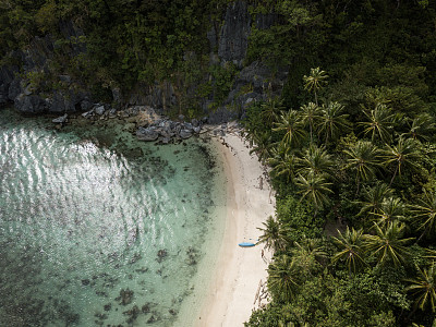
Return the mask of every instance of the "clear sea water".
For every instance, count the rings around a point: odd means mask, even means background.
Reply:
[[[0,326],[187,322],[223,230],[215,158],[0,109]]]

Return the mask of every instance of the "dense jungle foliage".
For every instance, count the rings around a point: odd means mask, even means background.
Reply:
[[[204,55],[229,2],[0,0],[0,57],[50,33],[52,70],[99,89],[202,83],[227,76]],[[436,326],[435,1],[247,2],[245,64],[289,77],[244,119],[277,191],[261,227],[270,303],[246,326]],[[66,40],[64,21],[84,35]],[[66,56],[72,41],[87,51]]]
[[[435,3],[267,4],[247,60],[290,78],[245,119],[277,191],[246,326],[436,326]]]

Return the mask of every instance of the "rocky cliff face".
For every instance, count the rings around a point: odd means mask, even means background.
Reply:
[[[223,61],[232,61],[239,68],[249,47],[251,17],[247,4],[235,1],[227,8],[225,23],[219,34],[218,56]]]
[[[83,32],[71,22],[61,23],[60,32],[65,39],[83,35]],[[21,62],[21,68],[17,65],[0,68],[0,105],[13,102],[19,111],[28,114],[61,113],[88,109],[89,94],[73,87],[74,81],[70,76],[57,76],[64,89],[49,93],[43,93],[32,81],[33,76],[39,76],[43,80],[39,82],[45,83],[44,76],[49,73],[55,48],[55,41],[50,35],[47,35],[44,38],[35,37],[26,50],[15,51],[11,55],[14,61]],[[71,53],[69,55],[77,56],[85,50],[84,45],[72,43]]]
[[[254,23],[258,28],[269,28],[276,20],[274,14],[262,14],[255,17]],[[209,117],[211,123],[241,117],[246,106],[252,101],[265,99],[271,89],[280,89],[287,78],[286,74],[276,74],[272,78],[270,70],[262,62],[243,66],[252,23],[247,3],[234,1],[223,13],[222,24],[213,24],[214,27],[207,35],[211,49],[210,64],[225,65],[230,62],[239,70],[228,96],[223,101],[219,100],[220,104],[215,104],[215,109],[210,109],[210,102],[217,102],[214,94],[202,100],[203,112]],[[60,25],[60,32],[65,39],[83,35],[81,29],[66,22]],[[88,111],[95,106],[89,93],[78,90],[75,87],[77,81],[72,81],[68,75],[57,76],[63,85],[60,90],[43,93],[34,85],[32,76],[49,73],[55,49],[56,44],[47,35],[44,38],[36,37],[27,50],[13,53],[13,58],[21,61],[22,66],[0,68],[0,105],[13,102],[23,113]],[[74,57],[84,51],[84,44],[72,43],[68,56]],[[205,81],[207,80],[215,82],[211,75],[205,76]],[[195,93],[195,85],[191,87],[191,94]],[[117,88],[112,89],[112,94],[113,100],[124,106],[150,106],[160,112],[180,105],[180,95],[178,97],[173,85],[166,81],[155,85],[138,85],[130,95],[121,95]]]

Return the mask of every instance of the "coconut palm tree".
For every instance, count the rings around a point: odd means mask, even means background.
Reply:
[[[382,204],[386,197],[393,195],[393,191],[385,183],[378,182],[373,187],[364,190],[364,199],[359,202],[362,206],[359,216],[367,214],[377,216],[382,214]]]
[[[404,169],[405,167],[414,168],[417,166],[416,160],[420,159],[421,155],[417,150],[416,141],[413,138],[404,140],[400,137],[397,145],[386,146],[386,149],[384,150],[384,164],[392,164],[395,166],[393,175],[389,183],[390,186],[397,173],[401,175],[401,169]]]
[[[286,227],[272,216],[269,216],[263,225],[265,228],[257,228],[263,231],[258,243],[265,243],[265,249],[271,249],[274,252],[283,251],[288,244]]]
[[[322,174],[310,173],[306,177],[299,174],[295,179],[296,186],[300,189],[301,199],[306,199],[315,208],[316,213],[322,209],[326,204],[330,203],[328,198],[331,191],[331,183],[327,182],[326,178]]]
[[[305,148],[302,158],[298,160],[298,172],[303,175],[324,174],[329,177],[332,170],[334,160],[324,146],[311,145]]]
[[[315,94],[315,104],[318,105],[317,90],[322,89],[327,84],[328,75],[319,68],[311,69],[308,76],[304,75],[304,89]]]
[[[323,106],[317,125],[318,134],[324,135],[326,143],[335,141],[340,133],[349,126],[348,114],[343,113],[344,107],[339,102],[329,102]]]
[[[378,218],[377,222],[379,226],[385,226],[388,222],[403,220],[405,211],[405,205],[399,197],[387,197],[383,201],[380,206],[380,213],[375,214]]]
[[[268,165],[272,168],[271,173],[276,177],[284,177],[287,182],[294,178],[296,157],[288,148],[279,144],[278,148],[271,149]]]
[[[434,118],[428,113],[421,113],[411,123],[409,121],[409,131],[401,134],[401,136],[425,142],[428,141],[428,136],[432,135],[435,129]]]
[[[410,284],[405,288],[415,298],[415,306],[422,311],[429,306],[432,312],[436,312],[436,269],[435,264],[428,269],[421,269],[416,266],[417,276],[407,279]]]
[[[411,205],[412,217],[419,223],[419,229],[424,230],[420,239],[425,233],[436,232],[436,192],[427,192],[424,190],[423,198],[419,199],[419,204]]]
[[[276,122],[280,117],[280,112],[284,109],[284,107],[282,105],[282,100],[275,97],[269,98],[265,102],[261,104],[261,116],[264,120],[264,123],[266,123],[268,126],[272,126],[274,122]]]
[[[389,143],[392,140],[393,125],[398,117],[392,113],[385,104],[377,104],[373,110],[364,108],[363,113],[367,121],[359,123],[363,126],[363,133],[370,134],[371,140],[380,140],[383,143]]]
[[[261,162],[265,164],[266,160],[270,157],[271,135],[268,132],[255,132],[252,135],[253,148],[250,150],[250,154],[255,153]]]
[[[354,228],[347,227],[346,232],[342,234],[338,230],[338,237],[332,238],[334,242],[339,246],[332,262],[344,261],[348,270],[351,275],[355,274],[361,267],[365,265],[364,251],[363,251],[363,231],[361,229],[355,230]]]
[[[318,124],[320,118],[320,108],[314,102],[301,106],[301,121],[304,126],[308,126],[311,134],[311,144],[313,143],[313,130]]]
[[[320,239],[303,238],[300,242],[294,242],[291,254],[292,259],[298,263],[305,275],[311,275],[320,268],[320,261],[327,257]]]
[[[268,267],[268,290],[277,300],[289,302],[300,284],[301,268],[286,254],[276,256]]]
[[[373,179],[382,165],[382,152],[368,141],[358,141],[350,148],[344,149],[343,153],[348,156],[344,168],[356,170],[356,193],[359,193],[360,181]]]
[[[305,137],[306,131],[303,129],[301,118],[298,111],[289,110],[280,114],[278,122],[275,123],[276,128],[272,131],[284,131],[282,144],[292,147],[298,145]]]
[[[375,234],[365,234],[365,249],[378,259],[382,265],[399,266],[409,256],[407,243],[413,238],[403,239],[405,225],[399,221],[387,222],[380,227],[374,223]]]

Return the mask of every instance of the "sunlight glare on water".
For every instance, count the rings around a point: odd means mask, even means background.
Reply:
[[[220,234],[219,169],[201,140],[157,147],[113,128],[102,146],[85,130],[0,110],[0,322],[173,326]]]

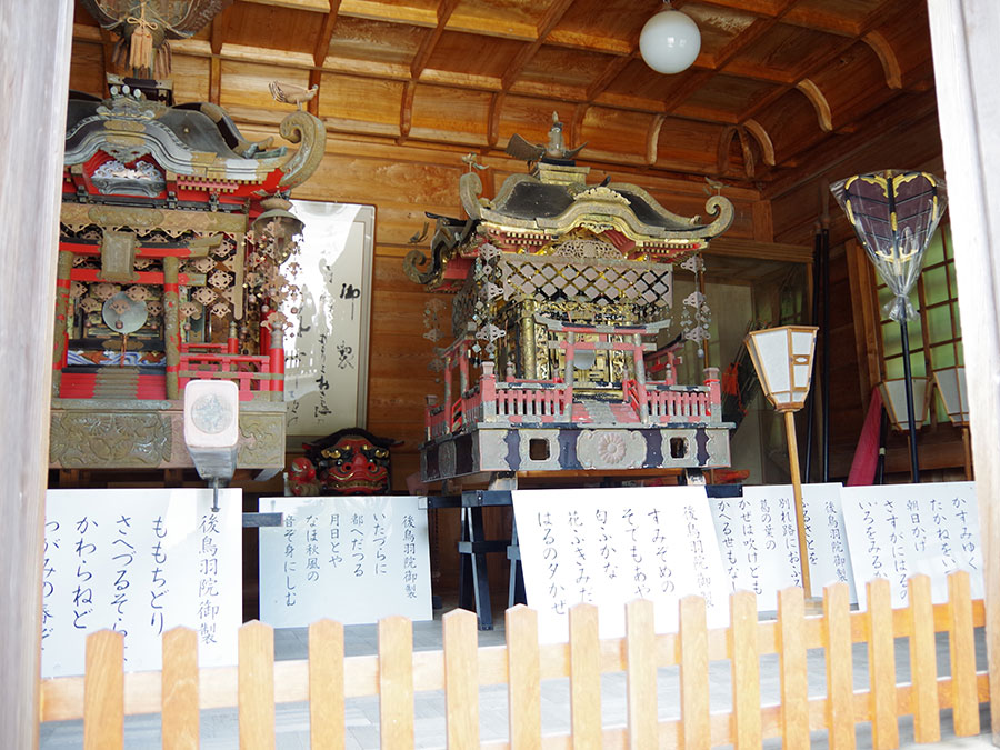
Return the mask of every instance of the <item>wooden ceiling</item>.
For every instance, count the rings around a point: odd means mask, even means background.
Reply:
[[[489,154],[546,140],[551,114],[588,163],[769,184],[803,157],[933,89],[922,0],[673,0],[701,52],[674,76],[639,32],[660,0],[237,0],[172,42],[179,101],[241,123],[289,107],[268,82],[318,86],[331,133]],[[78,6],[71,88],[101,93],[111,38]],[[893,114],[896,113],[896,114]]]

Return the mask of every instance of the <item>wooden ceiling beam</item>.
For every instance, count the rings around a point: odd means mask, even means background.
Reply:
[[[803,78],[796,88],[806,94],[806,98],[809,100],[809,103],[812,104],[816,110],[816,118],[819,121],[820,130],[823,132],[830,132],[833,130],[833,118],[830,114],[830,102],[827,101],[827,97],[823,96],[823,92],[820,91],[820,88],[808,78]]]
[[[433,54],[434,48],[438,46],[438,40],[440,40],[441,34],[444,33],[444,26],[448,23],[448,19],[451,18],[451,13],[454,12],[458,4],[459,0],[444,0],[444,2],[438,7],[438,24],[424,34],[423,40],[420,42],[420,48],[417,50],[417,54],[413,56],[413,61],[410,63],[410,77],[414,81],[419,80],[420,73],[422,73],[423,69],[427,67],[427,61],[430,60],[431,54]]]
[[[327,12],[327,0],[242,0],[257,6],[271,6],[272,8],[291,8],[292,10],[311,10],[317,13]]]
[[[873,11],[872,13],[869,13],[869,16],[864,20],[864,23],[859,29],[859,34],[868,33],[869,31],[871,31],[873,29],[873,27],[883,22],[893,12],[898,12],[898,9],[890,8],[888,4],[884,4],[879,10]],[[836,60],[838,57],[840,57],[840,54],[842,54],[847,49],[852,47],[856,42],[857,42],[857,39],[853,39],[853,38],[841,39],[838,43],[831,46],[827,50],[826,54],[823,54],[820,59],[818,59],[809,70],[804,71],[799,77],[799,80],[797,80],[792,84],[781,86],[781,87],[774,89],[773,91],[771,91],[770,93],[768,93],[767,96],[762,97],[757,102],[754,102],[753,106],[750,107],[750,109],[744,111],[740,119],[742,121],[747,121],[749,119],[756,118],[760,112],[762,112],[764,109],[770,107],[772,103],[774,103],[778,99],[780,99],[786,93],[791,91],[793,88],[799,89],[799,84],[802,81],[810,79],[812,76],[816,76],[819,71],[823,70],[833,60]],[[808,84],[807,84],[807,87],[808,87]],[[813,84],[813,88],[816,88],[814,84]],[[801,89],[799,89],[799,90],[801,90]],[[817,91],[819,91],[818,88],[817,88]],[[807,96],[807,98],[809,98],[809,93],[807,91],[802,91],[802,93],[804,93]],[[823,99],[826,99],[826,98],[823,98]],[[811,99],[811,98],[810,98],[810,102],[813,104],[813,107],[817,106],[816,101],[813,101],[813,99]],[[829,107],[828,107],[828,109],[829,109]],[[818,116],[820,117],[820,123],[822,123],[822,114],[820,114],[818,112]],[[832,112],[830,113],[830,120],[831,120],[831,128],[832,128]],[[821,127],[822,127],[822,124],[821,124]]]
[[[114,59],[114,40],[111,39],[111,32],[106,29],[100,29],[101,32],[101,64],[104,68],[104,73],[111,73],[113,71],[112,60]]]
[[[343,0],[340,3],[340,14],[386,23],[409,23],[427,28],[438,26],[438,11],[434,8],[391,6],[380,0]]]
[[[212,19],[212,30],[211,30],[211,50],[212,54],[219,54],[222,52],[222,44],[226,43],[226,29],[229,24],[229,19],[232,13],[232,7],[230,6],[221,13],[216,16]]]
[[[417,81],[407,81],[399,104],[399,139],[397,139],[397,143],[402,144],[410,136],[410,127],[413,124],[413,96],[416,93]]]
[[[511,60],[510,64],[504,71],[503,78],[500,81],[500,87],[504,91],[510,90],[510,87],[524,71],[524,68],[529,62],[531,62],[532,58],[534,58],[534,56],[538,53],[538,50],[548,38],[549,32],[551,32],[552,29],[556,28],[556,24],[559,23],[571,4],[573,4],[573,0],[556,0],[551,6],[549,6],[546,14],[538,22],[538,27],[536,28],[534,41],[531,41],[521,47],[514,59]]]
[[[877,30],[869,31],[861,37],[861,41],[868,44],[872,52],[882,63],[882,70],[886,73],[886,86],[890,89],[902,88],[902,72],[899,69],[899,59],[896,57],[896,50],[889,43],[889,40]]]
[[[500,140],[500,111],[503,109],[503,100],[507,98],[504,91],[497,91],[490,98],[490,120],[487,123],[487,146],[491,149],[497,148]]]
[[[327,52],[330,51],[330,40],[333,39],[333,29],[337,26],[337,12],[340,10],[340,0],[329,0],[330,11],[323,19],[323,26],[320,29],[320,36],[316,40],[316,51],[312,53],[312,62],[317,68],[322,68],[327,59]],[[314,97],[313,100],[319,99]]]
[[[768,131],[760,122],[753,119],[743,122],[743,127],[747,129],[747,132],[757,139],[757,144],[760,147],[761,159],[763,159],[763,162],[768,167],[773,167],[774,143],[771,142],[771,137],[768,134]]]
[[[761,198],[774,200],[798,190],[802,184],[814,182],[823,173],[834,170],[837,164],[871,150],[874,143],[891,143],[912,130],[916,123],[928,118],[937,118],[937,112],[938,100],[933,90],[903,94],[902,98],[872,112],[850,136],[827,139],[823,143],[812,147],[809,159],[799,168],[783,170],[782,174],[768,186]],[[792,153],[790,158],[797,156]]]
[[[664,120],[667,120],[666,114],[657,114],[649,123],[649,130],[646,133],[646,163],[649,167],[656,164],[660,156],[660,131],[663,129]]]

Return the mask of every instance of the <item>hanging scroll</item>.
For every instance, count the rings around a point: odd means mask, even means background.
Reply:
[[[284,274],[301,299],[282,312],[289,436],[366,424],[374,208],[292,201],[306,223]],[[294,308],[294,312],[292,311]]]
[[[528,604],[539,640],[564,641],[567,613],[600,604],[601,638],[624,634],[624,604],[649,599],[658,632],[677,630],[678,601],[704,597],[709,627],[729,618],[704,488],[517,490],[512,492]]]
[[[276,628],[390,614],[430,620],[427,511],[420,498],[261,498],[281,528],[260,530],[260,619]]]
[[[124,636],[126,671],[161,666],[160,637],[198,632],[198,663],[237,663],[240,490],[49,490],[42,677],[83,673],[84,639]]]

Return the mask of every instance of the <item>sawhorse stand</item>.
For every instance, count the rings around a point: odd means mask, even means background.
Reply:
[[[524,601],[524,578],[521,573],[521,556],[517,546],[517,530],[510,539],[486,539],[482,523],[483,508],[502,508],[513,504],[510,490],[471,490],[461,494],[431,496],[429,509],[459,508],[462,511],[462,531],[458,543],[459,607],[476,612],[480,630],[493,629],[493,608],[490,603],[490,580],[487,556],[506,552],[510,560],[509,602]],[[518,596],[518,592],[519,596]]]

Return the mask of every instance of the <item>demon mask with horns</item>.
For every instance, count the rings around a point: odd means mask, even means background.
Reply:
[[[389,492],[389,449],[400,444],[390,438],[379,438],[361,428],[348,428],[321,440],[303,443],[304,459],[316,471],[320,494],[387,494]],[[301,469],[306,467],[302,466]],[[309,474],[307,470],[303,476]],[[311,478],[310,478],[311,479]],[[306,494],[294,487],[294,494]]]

________________________

> _Your goal_:
Starting at the beginning of the rows and ending with the line that contains "[[[0,326],[187,322],[223,230],[215,158],[0,109]]]", reproduce those lines word for word, with both ends included. Leave the pictures out of your answer.

> _Result for this exercise_:
Return the mask of every instance of the "clear sea water".
For every instance, count the rings around a point: odd means mask, even means background.
Reply:
[[[0,326],[187,322],[223,230],[215,158],[0,109]]]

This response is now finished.